Within the records, find every line that includes the word "banner" and copy it.

----- Data to process -----

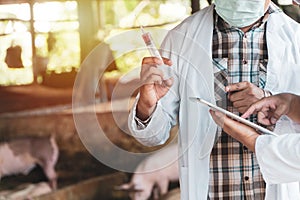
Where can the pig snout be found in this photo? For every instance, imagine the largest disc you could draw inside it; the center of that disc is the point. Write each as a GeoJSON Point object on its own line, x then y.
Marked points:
{"type": "Point", "coordinates": [153, 174]}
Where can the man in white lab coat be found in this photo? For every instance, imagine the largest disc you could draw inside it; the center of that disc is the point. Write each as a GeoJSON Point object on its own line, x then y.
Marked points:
{"type": "Point", "coordinates": [206, 52]}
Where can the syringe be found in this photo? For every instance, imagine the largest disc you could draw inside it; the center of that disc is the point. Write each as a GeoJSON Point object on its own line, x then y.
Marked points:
{"type": "Point", "coordinates": [155, 53]}
{"type": "Point", "coordinates": [150, 44]}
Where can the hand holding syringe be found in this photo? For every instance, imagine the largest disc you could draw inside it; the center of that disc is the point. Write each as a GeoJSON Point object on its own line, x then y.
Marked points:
{"type": "Point", "coordinates": [155, 53]}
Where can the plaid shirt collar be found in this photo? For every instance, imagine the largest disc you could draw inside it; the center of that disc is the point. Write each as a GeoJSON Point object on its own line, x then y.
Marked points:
{"type": "Point", "coordinates": [223, 26]}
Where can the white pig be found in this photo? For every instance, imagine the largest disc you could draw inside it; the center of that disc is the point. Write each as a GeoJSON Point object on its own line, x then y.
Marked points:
{"type": "Point", "coordinates": [22, 155]}
{"type": "Point", "coordinates": [154, 174]}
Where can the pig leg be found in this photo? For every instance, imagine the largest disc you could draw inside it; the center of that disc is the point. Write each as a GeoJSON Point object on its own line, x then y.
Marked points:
{"type": "Point", "coordinates": [51, 175]}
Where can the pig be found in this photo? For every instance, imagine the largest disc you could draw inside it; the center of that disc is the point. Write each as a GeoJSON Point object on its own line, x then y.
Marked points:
{"type": "Point", "coordinates": [26, 192]}
{"type": "Point", "coordinates": [153, 175]}
{"type": "Point", "coordinates": [22, 155]}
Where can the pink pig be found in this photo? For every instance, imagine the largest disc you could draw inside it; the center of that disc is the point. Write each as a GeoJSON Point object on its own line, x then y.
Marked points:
{"type": "Point", "coordinates": [153, 174]}
{"type": "Point", "coordinates": [22, 155]}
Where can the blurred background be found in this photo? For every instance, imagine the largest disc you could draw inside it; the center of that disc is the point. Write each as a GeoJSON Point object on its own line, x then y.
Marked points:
{"type": "Point", "coordinates": [42, 46]}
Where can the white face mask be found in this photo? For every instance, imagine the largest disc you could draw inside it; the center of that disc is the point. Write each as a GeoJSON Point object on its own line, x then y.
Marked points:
{"type": "Point", "coordinates": [240, 13]}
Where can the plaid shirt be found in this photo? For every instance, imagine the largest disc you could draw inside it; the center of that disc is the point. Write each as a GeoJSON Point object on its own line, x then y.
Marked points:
{"type": "Point", "coordinates": [237, 56]}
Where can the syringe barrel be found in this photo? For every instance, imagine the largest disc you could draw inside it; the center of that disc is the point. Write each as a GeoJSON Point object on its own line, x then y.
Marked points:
{"type": "Point", "coordinates": [150, 45]}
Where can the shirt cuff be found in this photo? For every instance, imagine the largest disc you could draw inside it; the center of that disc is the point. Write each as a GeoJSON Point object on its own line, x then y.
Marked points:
{"type": "Point", "coordinates": [142, 124]}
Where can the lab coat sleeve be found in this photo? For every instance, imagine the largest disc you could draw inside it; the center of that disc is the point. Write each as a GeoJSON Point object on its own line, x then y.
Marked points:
{"type": "Point", "coordinates": [279, 157]}
{"type": "Point", "coordinates": [164, 117]}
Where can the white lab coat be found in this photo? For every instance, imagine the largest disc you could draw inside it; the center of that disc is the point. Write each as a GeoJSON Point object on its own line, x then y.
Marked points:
{"type": "Point", "coordinates": [189, 47]}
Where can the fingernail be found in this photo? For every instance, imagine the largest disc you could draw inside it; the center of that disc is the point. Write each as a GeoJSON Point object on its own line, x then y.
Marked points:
{"type": "Point", "coordinates": [273, 120]}
{"type": "Point", "coordinates": [227, 89]}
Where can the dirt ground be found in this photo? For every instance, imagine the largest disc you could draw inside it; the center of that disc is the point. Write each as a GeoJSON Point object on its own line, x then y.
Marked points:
{"type": "Point", "coordinates": [25, 97]}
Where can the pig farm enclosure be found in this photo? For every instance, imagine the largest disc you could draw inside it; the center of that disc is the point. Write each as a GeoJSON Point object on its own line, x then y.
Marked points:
{"type": "Point", "coordinates": [48, 114]}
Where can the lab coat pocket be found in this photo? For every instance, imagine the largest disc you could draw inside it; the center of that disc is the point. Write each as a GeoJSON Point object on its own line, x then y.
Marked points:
{"type": "Point", "coordinates": [220, 80]}
{"type": "Point", "coordinates": [184, 187]}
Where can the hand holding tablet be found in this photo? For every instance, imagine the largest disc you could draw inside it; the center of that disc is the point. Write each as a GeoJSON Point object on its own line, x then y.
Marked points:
{"type": "Point", "coordinates": [233, 116]}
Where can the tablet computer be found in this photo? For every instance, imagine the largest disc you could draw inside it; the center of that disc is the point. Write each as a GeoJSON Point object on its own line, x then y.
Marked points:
{"type": "Point", "coordinates": [234, 116]}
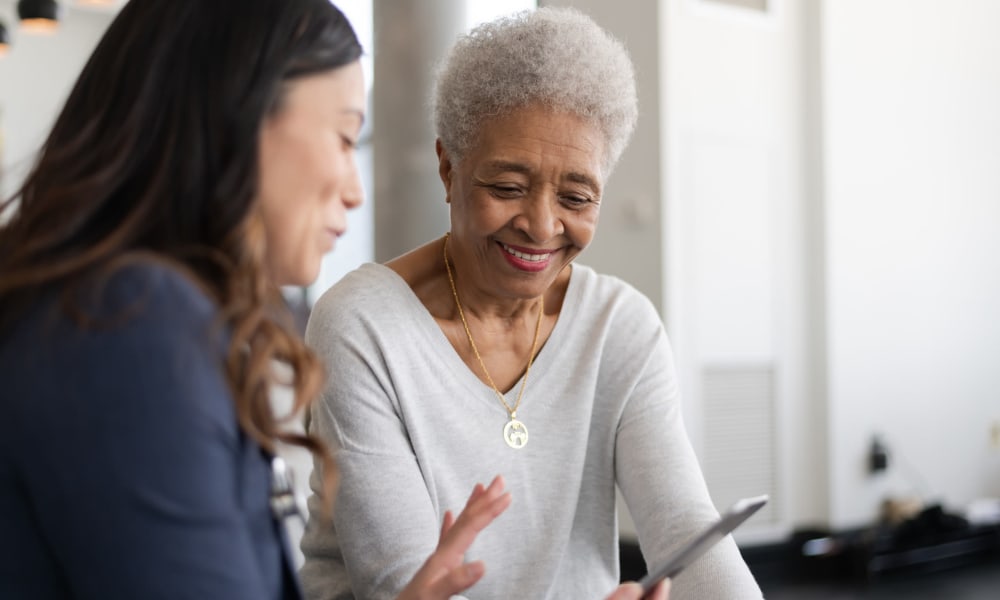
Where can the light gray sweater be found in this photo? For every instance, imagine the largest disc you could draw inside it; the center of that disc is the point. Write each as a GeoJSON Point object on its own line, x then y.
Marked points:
{"type": "Point", "coordinates": [413, 429]}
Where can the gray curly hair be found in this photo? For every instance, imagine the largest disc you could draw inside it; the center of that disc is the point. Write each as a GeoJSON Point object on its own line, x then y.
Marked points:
{"type": "Point", "coordinates": [556, 57]}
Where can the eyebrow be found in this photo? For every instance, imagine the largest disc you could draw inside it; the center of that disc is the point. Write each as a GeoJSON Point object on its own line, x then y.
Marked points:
{"type": "Point", "coordinates": [573, 176]}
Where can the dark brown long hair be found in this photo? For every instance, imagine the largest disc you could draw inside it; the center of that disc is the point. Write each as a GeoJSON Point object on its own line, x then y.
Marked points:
{"type": "Point", "coordinates": [156, 154]}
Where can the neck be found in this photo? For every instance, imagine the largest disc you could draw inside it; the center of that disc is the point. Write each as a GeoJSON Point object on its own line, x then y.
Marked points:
{"type": "Point", "coordinates": [485, 307]}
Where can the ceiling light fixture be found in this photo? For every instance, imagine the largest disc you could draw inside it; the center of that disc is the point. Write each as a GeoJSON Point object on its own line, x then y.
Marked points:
{"type": "Point", "coordinates": [4, 39]}
{"type": "Point", "coordinates": [38, 16]}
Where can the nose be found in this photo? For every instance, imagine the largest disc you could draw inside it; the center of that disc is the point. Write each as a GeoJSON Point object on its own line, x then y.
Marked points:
{"type": "Point", "coordinates": [352, 193]}
{"type": "Point", "coordinates": [539, 217]}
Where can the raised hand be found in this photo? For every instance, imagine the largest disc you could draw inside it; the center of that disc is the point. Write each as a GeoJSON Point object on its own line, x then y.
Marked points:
{"type": "Point", "coordinates": [633, 591]}
{"type": "Point", "coordinates": [445, 573]}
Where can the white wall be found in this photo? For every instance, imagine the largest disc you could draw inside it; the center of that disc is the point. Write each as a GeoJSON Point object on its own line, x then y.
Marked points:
{"type": "Point", "coordinates": [912, 128]}
{"type": "Point", "coordinates": [736, 207]}
{"type": "Point", "coordinates": [35, 78]}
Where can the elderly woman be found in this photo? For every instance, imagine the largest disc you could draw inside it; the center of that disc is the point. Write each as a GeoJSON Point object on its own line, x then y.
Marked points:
{"type": "Point", "coordinates": [490, 350]}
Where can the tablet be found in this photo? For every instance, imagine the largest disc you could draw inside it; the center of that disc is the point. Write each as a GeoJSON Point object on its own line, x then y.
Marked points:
{"type": "Point", "coordinates": [730, 520]}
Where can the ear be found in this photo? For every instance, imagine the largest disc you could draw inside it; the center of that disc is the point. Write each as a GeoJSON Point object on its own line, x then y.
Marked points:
{"type": "Point", "coordinates": [444, 168]}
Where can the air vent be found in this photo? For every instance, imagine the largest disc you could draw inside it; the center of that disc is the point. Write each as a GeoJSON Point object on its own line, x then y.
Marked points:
{"type": "Point", "coordinates": [739, 456]}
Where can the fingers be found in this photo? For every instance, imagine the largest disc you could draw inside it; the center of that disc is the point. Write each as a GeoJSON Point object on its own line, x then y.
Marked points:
{"type": "Point", "coordinates": [479, 511]}
{"type": "Point", "coordinates": [444, 574]}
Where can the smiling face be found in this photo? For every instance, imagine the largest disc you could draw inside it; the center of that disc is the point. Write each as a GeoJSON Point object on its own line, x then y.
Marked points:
{"type": "Point", "coordinates": [524, 200]}
{"type": "Point", "coordinates": [308, 175]}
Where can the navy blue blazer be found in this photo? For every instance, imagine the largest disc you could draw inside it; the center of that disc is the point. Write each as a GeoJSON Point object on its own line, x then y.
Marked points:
{"type": "Point", "coordinates": [123, 471]}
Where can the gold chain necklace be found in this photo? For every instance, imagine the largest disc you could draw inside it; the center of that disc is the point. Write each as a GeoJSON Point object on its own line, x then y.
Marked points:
{"type": "Point", "coordinates": [514, 432]}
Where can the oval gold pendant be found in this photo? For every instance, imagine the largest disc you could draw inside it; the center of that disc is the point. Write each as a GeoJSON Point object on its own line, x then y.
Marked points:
{"type": "Point", "coordinates": [515, 434]}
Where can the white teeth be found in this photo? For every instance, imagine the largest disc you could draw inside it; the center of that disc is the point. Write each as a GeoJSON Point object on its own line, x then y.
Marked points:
{"type": "Point", "coordinates": [523, 256]}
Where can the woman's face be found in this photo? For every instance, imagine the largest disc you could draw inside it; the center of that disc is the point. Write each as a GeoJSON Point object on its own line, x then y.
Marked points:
{"type": "Point", "coordinates": [308, 175]}
{"type": "Point", "coordinates": [524, 200]}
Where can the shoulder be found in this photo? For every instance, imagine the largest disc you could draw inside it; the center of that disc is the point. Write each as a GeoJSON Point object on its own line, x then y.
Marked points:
{"type": "Point", "coordinates": [370, 290]}
{"type": "Point", "coordinates": [598, 293]}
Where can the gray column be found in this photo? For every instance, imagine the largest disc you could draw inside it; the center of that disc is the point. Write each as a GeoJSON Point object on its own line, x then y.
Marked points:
{"type": "Point", "coordinates": [410, 37]}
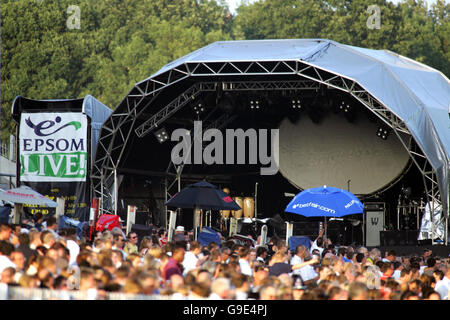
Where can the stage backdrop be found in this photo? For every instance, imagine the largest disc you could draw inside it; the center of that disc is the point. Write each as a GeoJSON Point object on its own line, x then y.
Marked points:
{"type": "Point", "coordinates": [336, 151]}
{"type": "Point", "coordinates": [53, 155]}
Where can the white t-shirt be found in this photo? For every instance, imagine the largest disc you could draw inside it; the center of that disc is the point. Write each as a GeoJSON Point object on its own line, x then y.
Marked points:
{"type": "Point", "coordinates": [189, 262]}
{"type": "Point", "coordinates": [314, 246]}
{"type": "Point", "coordinates": [245, 267]}
{"type": "Point", "coordinates": [307, 272]}
{"type": "Point", "coordinates": [5, 262]}
{"type": "Point", "coordinates": [74, 250]}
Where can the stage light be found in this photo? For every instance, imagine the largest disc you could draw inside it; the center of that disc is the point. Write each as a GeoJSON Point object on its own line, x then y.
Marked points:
{"type": "Point", "coordinates": [383, 133]}
{"type": "Point", "coordinates": [199, 107]}
{"type": "Point", "coordinates": [296, 103]}
{"type": "Point", "coordinates": [255, 103]}
{"type": "Point", "coordinates": [162, 135]}
{"type": "Point", "coordinates": [345, 106]}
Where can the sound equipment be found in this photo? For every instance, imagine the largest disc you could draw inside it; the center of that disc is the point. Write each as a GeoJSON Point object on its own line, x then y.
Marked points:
{"type": "Point", "coordinates": [238, 213]}
{"type": "Point", "coordinates": [141, 230]}
{"type": "Point", "coordinates": [249, 207]}
{"type": "Point", "coordinates": [399, 238]}
{"type": "Point", "coordinates": [225, 213]}
{"type": "Point", "coordinates": [374, 222]}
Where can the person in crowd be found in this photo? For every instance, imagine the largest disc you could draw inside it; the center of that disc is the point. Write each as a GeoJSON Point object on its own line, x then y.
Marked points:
{"type": "Point", "coordinates": [174, 264]}
{"type": "Point", "coordinates": [131, 244]}
{"type": "Point", "coordinates": [191, 260]}
{"type": "Point", "coordinates": [101, 267]}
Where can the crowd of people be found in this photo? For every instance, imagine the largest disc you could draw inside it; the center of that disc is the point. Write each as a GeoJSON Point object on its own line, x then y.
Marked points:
{"type": "Point", "coordinates": [58, 259]}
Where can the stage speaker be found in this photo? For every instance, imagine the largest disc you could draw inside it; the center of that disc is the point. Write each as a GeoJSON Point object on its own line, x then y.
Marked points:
{"type": "Point", "coordinates": [374, 224]}
{"type": "Point", "coordinates": [411, 237]}
{"type": "Point", "coordinates": [141, 230]}
{"type": "Point", "coordinates": [399, 238]}
{"type": "Point", "coordinates": [393, 238]}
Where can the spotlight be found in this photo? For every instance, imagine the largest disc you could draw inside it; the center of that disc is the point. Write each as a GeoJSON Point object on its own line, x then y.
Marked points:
{"type": "Point", "coordinates": [199, 107]}
{"type": "Point", "coordinates": [382, 133]}
{"type": "Point", "coordinates": [345, 106]}
{"type": "Point", "coordinates": [255, 103]}
{"type": "Point", "coordinates": [162, 135]}
{"type": "Point", "coordinates": [296, 103]}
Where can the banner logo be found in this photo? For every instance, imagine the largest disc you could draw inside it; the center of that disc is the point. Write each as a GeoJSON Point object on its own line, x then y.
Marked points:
{"type": "Point", "coordinates": [42, 126]}
{"type": "Point", "coordinates": [53, 150]}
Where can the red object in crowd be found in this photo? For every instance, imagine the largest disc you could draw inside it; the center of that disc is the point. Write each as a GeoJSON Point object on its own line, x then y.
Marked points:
{"type": "Point", "coordinates": [163, 241]}
{"type": "Point", "coordinates": [107, 221]}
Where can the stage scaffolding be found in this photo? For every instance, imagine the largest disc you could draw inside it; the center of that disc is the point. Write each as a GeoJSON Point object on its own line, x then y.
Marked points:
{"type": "Point", "coordinates": [117, 130]}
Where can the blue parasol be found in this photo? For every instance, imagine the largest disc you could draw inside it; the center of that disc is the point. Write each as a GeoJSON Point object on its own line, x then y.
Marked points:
{"type": "Point", "coordinates": [325, 202]}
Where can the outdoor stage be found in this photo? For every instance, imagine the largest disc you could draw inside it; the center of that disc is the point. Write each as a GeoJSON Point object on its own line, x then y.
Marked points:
{"type": "Point", "coordinates": [342, 121]}
{"type": "Point", "coordinates": [438, 250]}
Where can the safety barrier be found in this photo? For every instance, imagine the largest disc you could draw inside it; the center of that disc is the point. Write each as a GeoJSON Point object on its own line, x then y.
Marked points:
{"type": "Point", "coordinates": [19, 293]}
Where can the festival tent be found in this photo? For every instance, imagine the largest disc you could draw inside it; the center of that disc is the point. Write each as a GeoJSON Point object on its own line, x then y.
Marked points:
{"type": "Point", "coordinates": [401, 91]}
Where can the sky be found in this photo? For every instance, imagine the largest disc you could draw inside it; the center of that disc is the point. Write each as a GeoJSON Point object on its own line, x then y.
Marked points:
{"type": "Point", "coordinates": [233, 4]}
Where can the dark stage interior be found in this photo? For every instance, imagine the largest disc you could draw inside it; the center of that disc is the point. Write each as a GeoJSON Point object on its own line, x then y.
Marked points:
{"type": "Point", "coordinates": [145, 163]}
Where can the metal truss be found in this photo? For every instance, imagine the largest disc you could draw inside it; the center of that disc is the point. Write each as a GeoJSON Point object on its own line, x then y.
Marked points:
{"type": "Point", "coordinates": [113, 138]}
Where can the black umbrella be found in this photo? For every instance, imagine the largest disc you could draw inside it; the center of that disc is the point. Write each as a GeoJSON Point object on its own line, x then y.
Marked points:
{"type": "Point", "coordinates": [202, 195]}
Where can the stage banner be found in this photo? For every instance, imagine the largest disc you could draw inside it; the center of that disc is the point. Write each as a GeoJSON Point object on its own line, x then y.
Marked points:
{"type": "Point", "coordinates": [53, 155]}
{"type": "Point", "coordinates": [53, 147]}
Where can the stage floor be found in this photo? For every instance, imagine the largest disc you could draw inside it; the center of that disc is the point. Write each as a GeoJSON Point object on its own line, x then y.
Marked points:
{"type": "Point", "coordinates": [438, 250]}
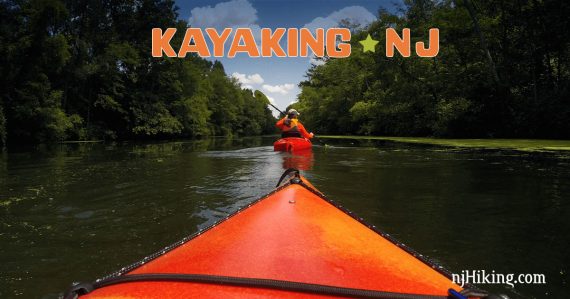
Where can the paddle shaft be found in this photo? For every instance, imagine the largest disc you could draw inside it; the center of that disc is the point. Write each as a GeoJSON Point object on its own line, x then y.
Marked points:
{"type": "Point", "coordinates": [277, 109]}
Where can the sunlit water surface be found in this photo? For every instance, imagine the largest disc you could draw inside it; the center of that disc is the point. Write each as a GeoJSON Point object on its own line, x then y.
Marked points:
{"type": "Point", "coordinates": [75, 212]}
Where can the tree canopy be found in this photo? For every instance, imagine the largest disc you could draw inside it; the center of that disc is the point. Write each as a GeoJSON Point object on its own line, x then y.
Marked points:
{"type": "Point", "coordinates": [502, 71]}
{"type": "Point", "coordinates": [83, 70]}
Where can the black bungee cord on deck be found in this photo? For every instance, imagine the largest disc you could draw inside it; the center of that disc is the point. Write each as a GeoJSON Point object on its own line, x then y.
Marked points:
{"type": "Point", "coordinates": [281, 285]}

-----

- **Written reply**:
Where can the banner logo be found in this photo? For every instance, imagine the largest disc you could draw inside it; the center of that disc is the point. Write each as a GeoJSON Point object on its own line, x then y.
Where can the stage banner be found in this photo? For every instance, imagine the largest disc you could draw inside it; the center of that disc is the point. Write each as a GeoJSON Point object on its own line, x then y.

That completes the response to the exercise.